+++ PASSAGE GIVEN +++
Thursday, 11 September 2014

Not just any old Thursday...

…but a very, very special one.
On this date, exactly ten years ago, Lauren (aged 18) and I (aged 19) met. We became a couple exactly two weeks later, but this was the day we first met. It's one of those days I'll never forget - nothing remarkable involved, but the day my life changed unrecognisably forever.
This is how I remember it:

Lauren and I had been talking for a while by text, after being given each others number by a mutual friend. We decided to meet up, as friends, as we were both fairly recently out of hard break ups, and have a chat and a drink.

I was quite late, as usual. I wore blue skinny jeans and a white vest top (it was really sunny)- my hair was in a pixie cut. We had arranged to meet by the Bull statue, next to Birmingham's Rotunda building.
I remember seeing Lauren - she was wearing a pink tshirt, and dark jeans, and had beautiful long flame red hair. We went to the local Wetherspoons, and I remember thinking how easy it was to chat to her. We had a little bit of awkwardness at the stage, but nothing like as much as you'd expect when meeting someone for the first time - although it wasn't officially a 'date', I knew I really, really liked this girl!
We went on to a tiny lesbian bar, and talked more, and finally to the city's most popular (now closed) gay bar. We sat and talked, our faces really close together, and I really wanted to kiss her. I now know Lauren felt the same!

Lauren was supposed to be staying at a friend's house that night, but I really didn't want her to leave. I half joked that my bedroom was lovely, and I had a big purple bed that was really comfy - it worked!
In my room I remember as we both liked Dashboard Confessional (we were a bit emo with our music taste at the time!) playing a rare EP I had of theirs, trying to impress her! One of the songs was Hands Down, which summed up how I felt at the time. It still reminds me of that wonderful night.
+++ GIVEN INFORMATION +++
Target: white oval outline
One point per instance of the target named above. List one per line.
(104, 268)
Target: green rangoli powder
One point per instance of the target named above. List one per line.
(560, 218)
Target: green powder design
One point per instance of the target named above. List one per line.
+++
**TASK 1**
In the listing, convert everything from the line containing "Target: green powder design" down through its last line into a numbered list, omitting blank lines.
**TASK 2**
Carry on the anniversary post from its final sentence.
The anniversary post and the listing come from unrelated sources.

**OUTPUT 1**
1. Target: green powder design
2. One point per instance of the target named above. List one per line.

**OUTPUT 2**
The next morning my (quite nosey) mum tried to talk to Lauren, asking if she wanted to stay for Sunday lunch (I really didn't want to - my mom's cooking is not the best!) and my mom's face when Lauren said she was vegetarian was a picture - my mom had been hoping for years I'd meet someone who'd talk me out of my vegetarianism! She also tried to help by drying off Lauren's Converse which had got rained on the night before - by putting them in the tumble dryer and melting them slightly!
We had planned to go back into Birmingham city centre together, but just before we left, i remember my mom whispering "She's really lovely, Sarah". My family didn't officially know I was gay at this point - I had never confirmed or denied anything, although the difficult break up from my previous girlfriend, if not the relationship itself, must have undoubtedly given it away, plus I'd never shown any interest in boys. It was nice to know I had my moms support though, not that I ever thought I wouldn't.

We went back into Birmingham and went to Starbucks. It's a shame this Starbucks is now closed, as it had such lovely memories of what was our first proper date. However, Starbucks has remained very much a constant in our lives! I remember queueing for our drinks (tall caramel lattes), Lauren having caramel waffles, and me having rocky road cake, which Lauren laughed at because its so sweet, and she hated desiccated coconut and glace cherries. When we got to the end of the queue, I commented how funny and cute the tiny Starbucks take-out espresso paper cups were, and Lauren took one for me - I still have it. I remember she had a green fabric satchel type bag covered in little badges, mainly gay pride ones. I thought she was the coolest, most unique, interesting person I had ever met -  I wanted to look at everything about her and know everything about her.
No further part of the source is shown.